■ Task item ■
Write out every line below that includes the word "sweater".

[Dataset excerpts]
=== Section Start ===

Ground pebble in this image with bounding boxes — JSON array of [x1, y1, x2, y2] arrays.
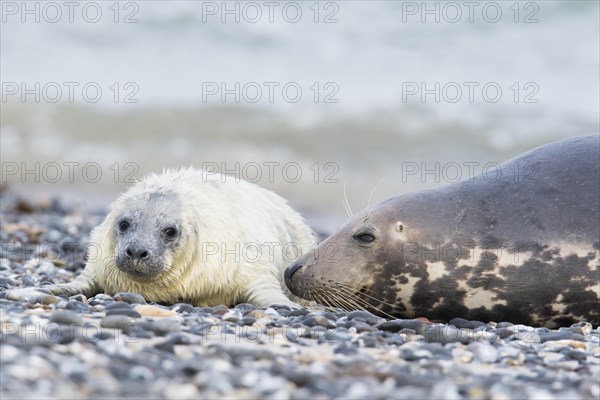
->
[[21, 275, 36, 287], [100, 315, 136, 330], [114, 292, 147, 304], [377, 319, 429, 334], [540, 331, 575, 342], [171, 303, 196, 314], [133, 304, 177, 317], [34, 294, 60, 305], [346, 310, 382, 325], [37, 261, 56, 276], [50, 310, 83, 325], [569, 322, 592, 335], [424, 325, 473, 344], [142, 319, 181, 335], [105, 302, 133, 311], [449, 318, 486, 330], [69, 294, 87, 303], [106, 308, 142, 318], [468, 341, 499, 363], [303, 315, 336, 329], [510, 331, 541, 343], [245, 310, 272, 320]]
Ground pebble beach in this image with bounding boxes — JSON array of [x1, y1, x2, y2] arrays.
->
[[1, 192, 599, 400]]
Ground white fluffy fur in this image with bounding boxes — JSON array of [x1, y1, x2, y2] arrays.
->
[[86, 167, 316, 307]]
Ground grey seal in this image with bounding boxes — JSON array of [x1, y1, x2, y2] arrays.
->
[[7, 168, 316, 307], [285, 134, 600, 327]]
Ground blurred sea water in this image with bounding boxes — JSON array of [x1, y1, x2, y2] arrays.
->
[[1, 1, 598, 231]]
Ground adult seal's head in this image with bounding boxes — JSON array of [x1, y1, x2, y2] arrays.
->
[[286, 134, 600, 327], [285, 198, 420, 318]]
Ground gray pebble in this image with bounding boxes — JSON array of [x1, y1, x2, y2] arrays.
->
[[569, 322, 592, 335], [114, 292, 146, 304], [269, 304, 292, 311], [334, 341, 358, 355], [233, 303, 255, 313], [68, 294, 87, 302], [497, 328, 514, 339], [126, 326, 154, 339], [105, 302, 132, 311], [128, 366, 154, 381], [540, 331, 575, 342], [64, 300, 90, 313], [375, 320, 404, 333], [100, 315, 136, 330], [303, 315, 336, 329], [239, 317, 257, 326], [142, 319, 181, 335], [189, 322, 215, 336], [468, 341, 499, 363], [346, 310, 381, 325], [402, 348, 433, 361], [171, 303, 195, 314], [424, 325, 473, 344], [33, 294, 60, 305], [106, 309, 142, 318], [449, 317, 485, 329], [43, 323, 77, 345], [91, 294, 114, 302], [37, 261, 56, 276], [21, 275, 35, 287], [155, 334, 190, 352], [288, 309, 309, 317], [509, 331, 541, 343], [565, 349, 587, 361], [222, 310, 242, 322], [50, 310, 82, 325], [346, 321, 376, 333]]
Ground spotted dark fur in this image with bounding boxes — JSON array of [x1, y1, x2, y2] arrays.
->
[[286, 134, 600, 327]]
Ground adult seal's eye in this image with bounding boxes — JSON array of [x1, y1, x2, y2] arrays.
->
[[118, 220, 130, 232], [355, 233, 375, 243], [164, 227, 178, 238]]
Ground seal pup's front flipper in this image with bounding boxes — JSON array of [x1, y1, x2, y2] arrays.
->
[[6, 264, 101, 302]]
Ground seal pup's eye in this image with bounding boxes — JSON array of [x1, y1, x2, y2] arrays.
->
[[163, 227, 178, 239], [118, 220, 130, 232], [354, 233, 375, 243]]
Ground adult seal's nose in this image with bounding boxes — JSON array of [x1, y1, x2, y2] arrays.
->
[[126, 246, 150, 260], [284, 262, 304, 286]]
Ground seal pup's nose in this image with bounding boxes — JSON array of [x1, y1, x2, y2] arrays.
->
[[126, 246, 150, 260], [284, 262, 304, 286]]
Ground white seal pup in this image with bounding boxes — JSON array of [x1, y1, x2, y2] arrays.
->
[[8, 168, 316, 307]]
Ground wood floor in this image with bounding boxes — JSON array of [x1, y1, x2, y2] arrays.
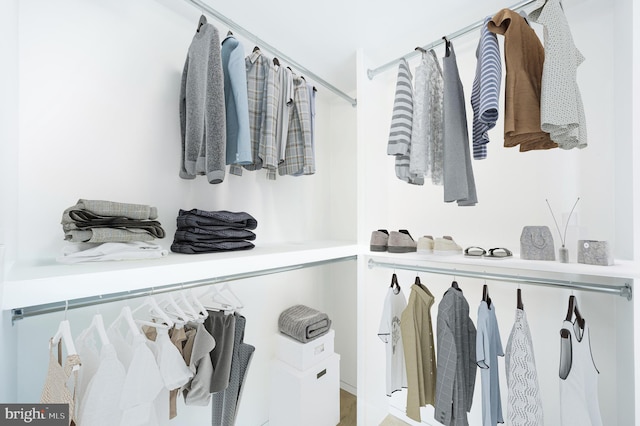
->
[[338, 389, 411, 426]]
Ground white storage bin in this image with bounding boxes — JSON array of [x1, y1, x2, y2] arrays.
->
[[269, 353, 340, 426], [275, 329, 335, 371]]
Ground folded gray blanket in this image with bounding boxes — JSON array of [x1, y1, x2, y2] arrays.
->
[[278, 305, 331, 343]]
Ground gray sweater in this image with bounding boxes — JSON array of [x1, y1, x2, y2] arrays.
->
[[179, 23, 226, 184]]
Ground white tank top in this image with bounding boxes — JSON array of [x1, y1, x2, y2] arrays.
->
[[559, 320, 603, 426]]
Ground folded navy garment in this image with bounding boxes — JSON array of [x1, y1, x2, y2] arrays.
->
[[177, 209, 258, 230], [174, 229, 256, 243], [170, 240, 255, 254]]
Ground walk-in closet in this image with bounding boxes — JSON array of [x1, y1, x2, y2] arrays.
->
[[1, 0, 639, 425]]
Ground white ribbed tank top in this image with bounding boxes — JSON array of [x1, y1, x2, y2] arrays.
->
[[559, 320, 603, 426]]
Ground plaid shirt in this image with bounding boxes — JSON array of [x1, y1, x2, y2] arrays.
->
[[259, 64, 293, 180], [279, 75, 314, 176], [230, 49, 270, 176]]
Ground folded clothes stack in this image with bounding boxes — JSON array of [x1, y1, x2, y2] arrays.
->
[[170, 209, 258, 254], [278, 304, 332, 343], [58, 199, 167, 263]]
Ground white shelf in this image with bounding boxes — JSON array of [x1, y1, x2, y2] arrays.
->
[[366, 250, 639, 279], [1, 241, 359, 310]]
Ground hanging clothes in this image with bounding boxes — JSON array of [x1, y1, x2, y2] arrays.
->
[[76, 343, 126, 426], [387, 59, 423, 185], [400, 282, 436, 422], [260, 63, 293, 180], [279, 75, 314, 176], [40, 341, 81, 426], [505, 308, 544, 426], [182, 322, 216, 406], [470, 17, 502, 160], [230, 48, 270, 176], [559, 318, 603, 425], [476, 300, 504, 426], [488, 9, 556, 152], [211, 314, 256, 426], [378, 285, 408, 397], [529, 0, 587, 150], [442, 41, 478, 206], [434, 286, 477, 426], [221, 34, 252, 167], [179, 22, 227, 184], [205, 310, 237, 392], [410, 50, 444, 184]]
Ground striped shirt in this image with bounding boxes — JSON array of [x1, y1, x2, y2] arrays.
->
[[230, 49, 270, 176], [387, 59, 422, 184], [470, 17, 502, 160]]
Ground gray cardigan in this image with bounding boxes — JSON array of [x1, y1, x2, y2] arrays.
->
[[179, 23, 226, 184]]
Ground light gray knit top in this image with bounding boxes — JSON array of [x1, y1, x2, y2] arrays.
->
[[179, 23, 226, 184]]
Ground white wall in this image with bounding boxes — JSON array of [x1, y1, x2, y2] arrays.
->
[[356, 0, 635, 424], [2, 0, 359, 422]]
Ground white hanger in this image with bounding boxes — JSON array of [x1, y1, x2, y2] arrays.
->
[[132, 296, 174, 329], [218, 283, 244, 310], [77, 313, 110, 347], [189, 289, 209, 321], [51, 319, 80, 372], [200, 285, 236, 314], [109, 306, 142, 336], [177, 291, 202, 323], [159, 293, 189, 327]]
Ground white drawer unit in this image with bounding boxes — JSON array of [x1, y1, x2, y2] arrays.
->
[[275, 329, 335, 371], [269, 353, 340, 426]]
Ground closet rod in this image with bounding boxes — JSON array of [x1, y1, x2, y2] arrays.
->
[[368, 259, 633, 300], [366, 0, 536, 80], [10, 255, 357, 324], [184, 0, 357, 107]]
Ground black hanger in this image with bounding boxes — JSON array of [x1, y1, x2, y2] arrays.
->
[[517, 288, 524, 310], [390, 273, 401, 294], [561, 295, 585, 338], [451, 280, 460, 290], [227, 30, 233, 36], [482, 284, 492, 308], [442, 36, 451, 57], [197, 15, 207, 33], [273, 57, 280, 66], [415, 46, 427, 53], [414, 275, 421, 286], [252, 46, 260, 53]]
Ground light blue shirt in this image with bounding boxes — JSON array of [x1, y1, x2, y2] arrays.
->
[[221, 35, 252, 165]]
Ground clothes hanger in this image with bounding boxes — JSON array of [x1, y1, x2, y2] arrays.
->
[[482, 283, 492, 308], [159, 294, 189, 328], [131, 296, 174, 329], [52, 318, 78, 358], [176, 291, 201, 323], [415, 46, 427, 53], [252, 46, 261, 53], [200, 285, 236, 314], [227, 30, 233, 36], [189, 289, 209, 321], [451, 279, 460, 290], [197, 15, 207, 33], [561, 294, 585, 338], [442, 36, 451, 57], [217, 283, 244, 310], [273, 57, 280, 66], [77, 313, 110, 347], [517, 288, 524, 310], [390, 273, 401, 294]]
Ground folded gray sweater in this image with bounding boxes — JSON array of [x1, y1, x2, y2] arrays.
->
[[278, 305, 331, 343]]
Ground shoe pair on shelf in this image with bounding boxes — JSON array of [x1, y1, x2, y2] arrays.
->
[[370, 230, 463, 255], [370, 229, 416, 253]]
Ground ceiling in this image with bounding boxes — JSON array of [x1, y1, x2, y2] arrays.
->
[[183, 0, 526, 95]]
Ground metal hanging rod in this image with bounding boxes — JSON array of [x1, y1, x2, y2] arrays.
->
[[368, 258, 633, 300], [10, 255, 357, 324], [185, 0, 357, 107], [367, 0, 537, 80]]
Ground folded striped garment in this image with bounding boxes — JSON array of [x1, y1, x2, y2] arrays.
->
[[278, 305, 331, 343]]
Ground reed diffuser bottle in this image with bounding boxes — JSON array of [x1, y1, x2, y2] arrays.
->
[[546, 197, 580, 263]]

=== Section End ===

■ Expected output ■
Ground gray sweater in this image with bounding boxes — JSON array of [x1, y1, x2, y2] arrays.
Ground folded gray sweater in this image with bounding boxes — JSON array of [x1, y1, x2, y2] arrays.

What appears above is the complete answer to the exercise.